WORK INSTRUCTIONS
Repeat the entries that appear below, exactly and in full.

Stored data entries
►

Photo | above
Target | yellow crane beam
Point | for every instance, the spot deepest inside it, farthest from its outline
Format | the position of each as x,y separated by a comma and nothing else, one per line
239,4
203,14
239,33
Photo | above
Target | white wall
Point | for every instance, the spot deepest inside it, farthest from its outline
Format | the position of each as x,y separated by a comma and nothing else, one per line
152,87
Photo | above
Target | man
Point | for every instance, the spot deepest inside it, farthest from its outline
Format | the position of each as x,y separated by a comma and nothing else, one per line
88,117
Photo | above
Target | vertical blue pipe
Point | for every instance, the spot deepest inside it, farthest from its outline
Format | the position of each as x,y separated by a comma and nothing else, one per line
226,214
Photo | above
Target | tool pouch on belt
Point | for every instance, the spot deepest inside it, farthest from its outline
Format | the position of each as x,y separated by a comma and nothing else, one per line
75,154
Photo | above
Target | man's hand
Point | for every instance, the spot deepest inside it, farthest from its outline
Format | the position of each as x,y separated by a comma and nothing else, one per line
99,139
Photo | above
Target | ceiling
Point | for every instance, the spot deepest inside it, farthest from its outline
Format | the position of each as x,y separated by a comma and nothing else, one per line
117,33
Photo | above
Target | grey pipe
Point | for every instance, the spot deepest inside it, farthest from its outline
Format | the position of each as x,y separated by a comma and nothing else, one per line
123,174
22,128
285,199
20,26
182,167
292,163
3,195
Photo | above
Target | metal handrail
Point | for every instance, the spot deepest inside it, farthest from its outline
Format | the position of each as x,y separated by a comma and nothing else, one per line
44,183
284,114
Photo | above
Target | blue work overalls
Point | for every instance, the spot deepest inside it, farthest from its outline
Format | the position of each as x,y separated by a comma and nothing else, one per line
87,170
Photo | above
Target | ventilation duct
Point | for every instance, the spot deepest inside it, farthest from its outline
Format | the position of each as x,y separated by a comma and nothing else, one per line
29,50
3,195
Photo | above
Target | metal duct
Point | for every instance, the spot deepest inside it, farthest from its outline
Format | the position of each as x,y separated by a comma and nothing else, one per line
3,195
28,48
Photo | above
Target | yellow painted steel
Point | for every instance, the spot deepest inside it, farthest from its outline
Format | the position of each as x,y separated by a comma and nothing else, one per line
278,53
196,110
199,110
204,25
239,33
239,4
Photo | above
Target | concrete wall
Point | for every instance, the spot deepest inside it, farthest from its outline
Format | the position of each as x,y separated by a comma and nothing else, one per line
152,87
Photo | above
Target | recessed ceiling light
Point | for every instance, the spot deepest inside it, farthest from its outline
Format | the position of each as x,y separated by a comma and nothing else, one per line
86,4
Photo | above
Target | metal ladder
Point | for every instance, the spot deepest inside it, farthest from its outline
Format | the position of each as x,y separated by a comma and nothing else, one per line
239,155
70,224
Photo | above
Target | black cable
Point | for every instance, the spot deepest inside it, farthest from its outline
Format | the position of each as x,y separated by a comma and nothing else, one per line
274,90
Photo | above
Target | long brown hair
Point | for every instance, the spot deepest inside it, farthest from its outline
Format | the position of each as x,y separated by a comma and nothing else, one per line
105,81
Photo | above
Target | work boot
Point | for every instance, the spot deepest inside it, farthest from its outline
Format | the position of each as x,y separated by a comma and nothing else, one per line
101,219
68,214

◄

RESPONSE
Photo | above
Target | yellow crane beam
Point | for every instance, the spot deepest inside it, farthest from its outline
Format | the position of each as x,y separated by a comma and nothing else, one per line
239,4
203,14
239,33
Photo | above
Target | white wall
Point | for every instance, the spot deepest inside it, farthest from its outline
Format | the position of each as x,y separated by a comma and nothing else, one per line
152,87
Photo | above
Target | man
Point | for every instance, the spot deepest inside it, farthest from its outline
Format | the position of each as x,y separated by a comma and nothing else, one per line
88,117
Photo | above
Target | vertical blue pipe
Point | for every instance, the spot deepest inside it, farthest from its outline
Format | the position of each as x,y separated by a comma and nothing else, one per line
226,214
Photo | above
Target | tool pouch on belt
Point | for every instance, the spot deepest inside it, farthest from its outline
Format | the position of each as x,y separated by a comma and nothing else, one per line
75,154
Photo | above
Target | man's hand
Point | for every instance, the spot deepest inside it, farthest from its outline
Format | the position of each as x,y separated by a comma and nothing else, one per line
99,139
Photo | above
Target | ceiling
Point | for every instance, the spot deepest inside it, farthest from its outline
Format | the position of each as x,y separated by a comma and nothing else, one per line
117,33
Photo | above
Target | grey pipe
Point | for every instance, the spot deepest inside it, farthest from its outline
Format | the position of each as x,y separated by a comma and nothing else, one per line
123,174
22,128
285,199
20,26
182,167
292,163
3,195
Photo | above
Target | metal handrail
Point | for every instance, the spot deepest inside it, farthest from its outline
Format | the position of each as x,y separated by a comma and nothing else, one per line
44,183
284,114
Photo | above
Target | blue work overalls
Point | for every instance, the spot deepest inside it, farthest from its outline
Format | the position of each as x,y separated by a comma and nothing else, one per line
87,170
Photo | above
Target | ventilation duct
Point | for every instance, the spot deepest inside it, farthest from its outline
Format | the position of each as x,y separated by a comma and nothing else, one per line
29,50
3,195
Photo | above
Target | metal duct
Point | for every instance, the spot deepest inside it, farthest from its outline
Format | the position of each as x,y separated by a comma and nothing else, one per line
3,195
28,48
Photo | above
Target | yellow painted steel
Point | for every instance, the spot deepest inside it, farthest from its outline
Format | the position of each as x,y separated by a comma and nothing else, one per line
278,53
196,110
199,110
204,25
239,33
239,4
Photo | above
Target | concrete wall
Point | for every instance, the spot deepest inside it, farthest from its outline
Format | the position of each as x,y separated by a comma and nothing else, one per line
152,87
Photo | above
Target | recessed ceiling light
Point | for every instance, the spot deepest inside it, farthest from its outline
Format | the position of each as x,y separated by a comma and nothing else, one per line
86,4
Photo | above
Target | metal ladder
Point | for every instance, the spot deepest inside it, farthest from its outline
Format | the position of each as x,y separated by a comma and nothing else, one per line
239,155
70,224
Photo | above
Target | black cable
Point | for every instance, the spot deepest inside it, farthest from its outline
Format | the position of each as x,y separated by a comma and nothing else, one per line
274,90
Photo | above
Target | long brown hair
Point | for every instance, the spot deepest inside it, farthest from its outline
Format | the position of each as x,y separated by a comma and nothing else, one per line
105,81
Photo | above
Target | work boot
Point | for every instance, the spot deepest inside it, farthest from its outline
Format | the position of each as x,y separated by a comma and nothing else, one per line
101,219
68,214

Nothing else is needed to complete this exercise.